- EXERCISE
The data below should be transcribed in full, with no picture included.

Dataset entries
○ ○ ○ ○

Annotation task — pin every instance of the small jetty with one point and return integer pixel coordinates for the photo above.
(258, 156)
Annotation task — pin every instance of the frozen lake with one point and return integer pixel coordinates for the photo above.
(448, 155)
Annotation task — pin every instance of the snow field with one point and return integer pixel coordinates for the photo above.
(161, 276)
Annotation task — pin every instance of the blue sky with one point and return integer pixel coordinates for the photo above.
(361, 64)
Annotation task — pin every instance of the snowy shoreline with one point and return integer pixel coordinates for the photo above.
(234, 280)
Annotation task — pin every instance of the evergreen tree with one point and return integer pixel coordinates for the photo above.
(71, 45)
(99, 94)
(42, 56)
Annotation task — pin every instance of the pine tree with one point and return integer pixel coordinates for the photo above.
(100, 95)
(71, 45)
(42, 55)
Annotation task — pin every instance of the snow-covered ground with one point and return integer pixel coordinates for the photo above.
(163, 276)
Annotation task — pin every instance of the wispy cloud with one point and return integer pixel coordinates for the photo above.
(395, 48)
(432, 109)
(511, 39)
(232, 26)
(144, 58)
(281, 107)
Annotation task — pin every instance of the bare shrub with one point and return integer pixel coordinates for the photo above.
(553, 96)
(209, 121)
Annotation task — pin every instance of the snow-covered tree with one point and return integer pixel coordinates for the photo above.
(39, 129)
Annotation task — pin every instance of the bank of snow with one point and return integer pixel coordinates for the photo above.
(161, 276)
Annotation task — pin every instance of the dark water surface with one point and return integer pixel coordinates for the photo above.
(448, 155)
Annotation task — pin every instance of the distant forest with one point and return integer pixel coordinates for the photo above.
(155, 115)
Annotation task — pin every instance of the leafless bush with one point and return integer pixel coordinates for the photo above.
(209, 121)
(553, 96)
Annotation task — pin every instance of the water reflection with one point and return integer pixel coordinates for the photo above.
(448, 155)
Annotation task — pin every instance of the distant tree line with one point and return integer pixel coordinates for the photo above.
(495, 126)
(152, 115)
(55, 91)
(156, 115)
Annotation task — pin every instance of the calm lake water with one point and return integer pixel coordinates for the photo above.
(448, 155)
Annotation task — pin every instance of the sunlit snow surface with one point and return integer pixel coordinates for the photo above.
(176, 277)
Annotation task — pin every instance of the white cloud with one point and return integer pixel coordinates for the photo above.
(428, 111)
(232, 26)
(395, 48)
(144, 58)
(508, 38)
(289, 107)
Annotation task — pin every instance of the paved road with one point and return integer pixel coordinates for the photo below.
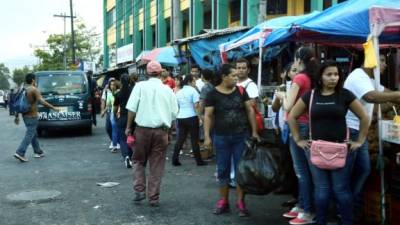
(75, 163)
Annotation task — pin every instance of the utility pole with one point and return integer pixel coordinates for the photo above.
(64, 16)
(72, 32)
(263, 11)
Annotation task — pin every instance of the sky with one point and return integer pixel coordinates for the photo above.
(26, 24)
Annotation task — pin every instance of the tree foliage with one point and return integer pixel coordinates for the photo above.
(19, 75)
(87, 48)
(4, 72)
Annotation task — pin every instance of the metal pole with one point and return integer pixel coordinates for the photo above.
(176, 20)
(72, 32)
(263, 11)
(380, 157)
(64, 16)
(65, 43)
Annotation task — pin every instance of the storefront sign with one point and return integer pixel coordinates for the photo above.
(60, 115)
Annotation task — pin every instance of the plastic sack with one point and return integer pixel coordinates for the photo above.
(259, 171)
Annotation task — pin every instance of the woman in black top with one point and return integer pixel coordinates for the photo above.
(228, 111)
(329, 107)
(120, 100)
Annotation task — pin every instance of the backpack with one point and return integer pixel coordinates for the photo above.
(19, 102)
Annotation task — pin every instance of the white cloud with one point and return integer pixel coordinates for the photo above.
(27, 23)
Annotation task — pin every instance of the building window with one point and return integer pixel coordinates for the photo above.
(307, 6)
(168, 24)
(207, 20)
(275, 7)
(111, 17)
(235, 11)
(139, 4)
(327, 4)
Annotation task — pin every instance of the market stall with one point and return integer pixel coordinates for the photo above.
(373, 22)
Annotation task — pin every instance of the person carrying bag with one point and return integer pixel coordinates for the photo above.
(326, 154)
(330, 160)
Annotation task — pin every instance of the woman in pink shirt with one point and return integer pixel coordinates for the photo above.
(306, 63)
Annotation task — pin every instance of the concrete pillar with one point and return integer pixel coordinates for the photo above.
(105, 38)
(196, 16)
(253, 11)
(137, 37)
(219, 14)
(161, 25)
(148, 30)
(176, 20)
(128, 23)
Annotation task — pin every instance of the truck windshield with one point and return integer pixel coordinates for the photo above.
(62, 84)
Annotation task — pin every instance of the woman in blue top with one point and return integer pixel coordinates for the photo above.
(188, 120)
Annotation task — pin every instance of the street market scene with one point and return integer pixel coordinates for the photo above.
(200, 112)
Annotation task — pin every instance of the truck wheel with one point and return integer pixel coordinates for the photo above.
(89, 130)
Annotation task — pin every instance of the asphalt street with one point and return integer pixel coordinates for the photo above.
(74, 163)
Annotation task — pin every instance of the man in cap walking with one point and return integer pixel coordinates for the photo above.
(153, 106)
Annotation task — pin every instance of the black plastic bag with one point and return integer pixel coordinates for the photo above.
(259, 171)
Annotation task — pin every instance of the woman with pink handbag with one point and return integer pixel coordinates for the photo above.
(329, 158)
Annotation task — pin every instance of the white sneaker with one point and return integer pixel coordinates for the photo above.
(303, 218)
(293, 213)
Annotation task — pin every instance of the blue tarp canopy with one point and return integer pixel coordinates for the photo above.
(206, 51)
(348, 21)
(248, 43)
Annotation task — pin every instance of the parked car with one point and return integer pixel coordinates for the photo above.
(69, 92)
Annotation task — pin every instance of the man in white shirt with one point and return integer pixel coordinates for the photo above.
(243, 69)
(195, 72)
(153, 106)
(362, 84)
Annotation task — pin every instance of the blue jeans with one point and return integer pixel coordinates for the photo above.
(302, 171)
(125, 149)
(31, 124)
(338, 182)
(361, 170)
(228, 147)
(114, 130)
(108, 126)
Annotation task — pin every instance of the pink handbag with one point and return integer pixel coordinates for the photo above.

○ ○ ○ ○

- YOUR SOLUTION
Annotation task — pin every instance of the small jetty with one point and return integer pixel coordinates for the photo above.
(258, 156)
Annotation task — pin every instance of the frozen lake with one point and return integer pixel coordinates for the photo above.
(448, 155)
Annotation task — pin every instance of the snow field with one point and return integer pixel coordinates for the photo above.
(161, 276)
Annotation task — pin every instance of the blue sky with one point and return integer pixel coordinates for the photo above.
(361, 64)
Annotation task — pin every instance of the snowy shoreline with one point and return integer pixel coordinates for the photo above.
(234, 280)
Annotation task — pin every instance of the evergreen tree with one point and return integer pixel coordinates for the photo above.
(71, 45)
(99, 94)
(42, 56)
Annotation task — pin every instance of the pine tree with one point and return integer pixel coordinates for the photo above.
(100, 95)
(71, 45)
(42, 55)
Annotation task — pin every instance of the snow-covered ground with one point and return integer pixel coordinates for the photo above.
(163, 276)
Annotation task — pin every instance of the wispy cloud with one point and return integer pixel coordinates for the photo above.
(395, 48)
(432, 109)
(511, 39)
(232, 26)
(144, 58)
(281, 107)
Annotation task — pin every instance of the bare shrub with one point and return integer pixel coordinates for the photo above.
(553, 96)
(209, 121)
Annotation task — pin every instance of the snow-covered tree with one point and return integer pixel coordinates for the photo above.
(39, 129)
Annotation task — pin every instance of the bank of snow with one point and return integer pixel coordinates for the photo above.
(161, 276)
Annotation task — pin every instance of the dark water surface with one point and return integer pixel coordinates for the photo above.
(448, 155)
Annotation task — pin every instance of the distant forest with one point and return integer pixel coordinates for the photo above.
(155, 115)
Annotation task — pin every instance of the leafless bush with one point and return integer pixel coordinates for the photo above.
(209, 121)
(553, 96)
Annotation task — pin every instance of the water reflection with one point and return integer pixel coordinates for the photo above.
(448, 155)
Annotation task — pin every instance of the distant tree line with one point and return integer pixel coordinates for the photo above.
(495, 126)
(152, 115)
(55, 91)
(156, 115)
Annotation task — pin every instance of the calm lake water with one point and return integer pixel coordinates for the photo above.
(448, 155)
Annotation task — pin every instance of the sunlit snow surface with one point and return integer pixel coordinates for the photo above.
(176, 277)
Annotation task — pin every instance of the white cloud with one point and return integer pixel coordinates for the photo above.
(428, 111)
(232, 26)
(395, 48)
(144, 58)
(508, 38)
(289, 107)
Annotation task — pin every instance of the paved road with one point and return integer pixel coordinates for the photo below.
(75, 163)
Annotation task — pin every instance of the utility pole with one point and return integer pixel coordinates for the photo above.
(64, 16)
(72, 32)
(263, 11)
Annotation task — pin every instance of the sky with one point and return integer pixel coordinates for the photo above.
(26, 24)
Annotation task — pin every instance of the tree foliage with one point and return integer pixel coordinates for the photo above.
(19, 75)
(87, 48)
(4, 72)
Annotation task — pin every instance of the metal pole with one point and return integer pixel coordinates for the photo above.
(176, 20)
(72, 32)
(263, 11)
(380, 157)
(64, 16)
(65, 43)
Annotation task — pin every instance of the storefront sign with one point and return integer pixel coordinates for the photo above.
(60, 115)
Annotation task — pin every instance of the plastic sack with one point and return integer pixel coordinates for the photo above.
(259, 171)
Annotation task — pin every instance of the woman in black top with one point and return integer pixel coordinates for the photo above.
(228, 111)
(329, 107)
(120, 100)
Annotation task — pin every instance of the backpack with one point and return integer pixel coordinates for the photo above.
(19, 102)
Annotation task — pin every instance of the white cloud with one point and return integer pixel coordinates for the photo above.
(27, 23)
Annotation task — pin every instance of the building window with one point and return integer pixel coordinates for the photo above.
(307, 6)
(168, 24)
(207, 20)
(275, 7)
(111, 17)
(235, 11)
(139, 4)
(327, 4)
Annotation task — pin every instance of the market stall with one point and return integer pixel coordinates for the photo above.
(373, 22)
Annotation task — pin every instance of the person carrying bag with one point and return integer pixel coordinates for the photo above.
(326, 154)
(330, 160)
Annotation task — pin every instance of the woman in pink shirt with one point and return integer pixel coordinates for the photo above.
(306, 63)
Annotation task — pin every instance of the concrete pillar with one point and return integer pixel coordinates for the photo above.
(105, 38)
(196, 16)
(253, 11)
(137, 37)
(219, 14)
(161, 25)
(148, 30)
(176, 20)
(128, 23)
Annotation task — pin every instance of the truck windshield with one point and return integer pixel coordinates for the photo above.
(62, 84)
Annotation task — pin every instance of the woman in blue top with one point and return integer pixel coordinates for the photo above.
(188, 120)
Annotation task — pin every instance of the street market scene with one point and return integer pixel coordinates for the photo above.
(200, 112)
Annotation task — pin every instance of the truck wheel with one point and return integer pixel coordinates for the photo above.
(89, 130)
Annotation task — pin every instance of the asphalt street with one point and return integer pixel coordinates for the photo above.
(74, 163)
Annotation task — pin every instance of the man in cap walking with one point and return integer pixel coordinates for the photo above.
(153, 106)
Annotation task — pin every instance of the black plastic bag with one point and return integer pixel coordinates for the photo above.
(259, 171)
Annotation task — pin every instance of the woman with pink handbag with one point and return integer pixel coordinates for the photo above.
(329, 158)
Annotation task — pin every instance of the white sneaker with one point and return integer pixel coordinates for the photo above.
(303, 218)
(293, 213)
Annotation task — pin every instance of the blue tarp canopy with one point and return integer pixel coordinates for the photo above.
(206, 51)
(348, 21)
(248, 43)
Annotation task — pin every instance of the parked car with one point and return integer pixel coordinates for the photo above.
(69, 92)
Annotation task — pin every instance of the man in white shirt with one point and return integer pixel coordinates for the photo above.
(243, 69)
(195, 72)
(153, 106)
(362, 84)
Annotation task — pin every instance of the blue jeans with one point and return integer pixel coordinates for the photo above.
(302, 171)
(125, 149)
(31, 124)
(338, 182)
(361, 170)
(228, 147)
(114, 130)
(108, 126)
Annotation task — pin every instance of the pink handbag with one point and return integer pixel coordinates for the photo above.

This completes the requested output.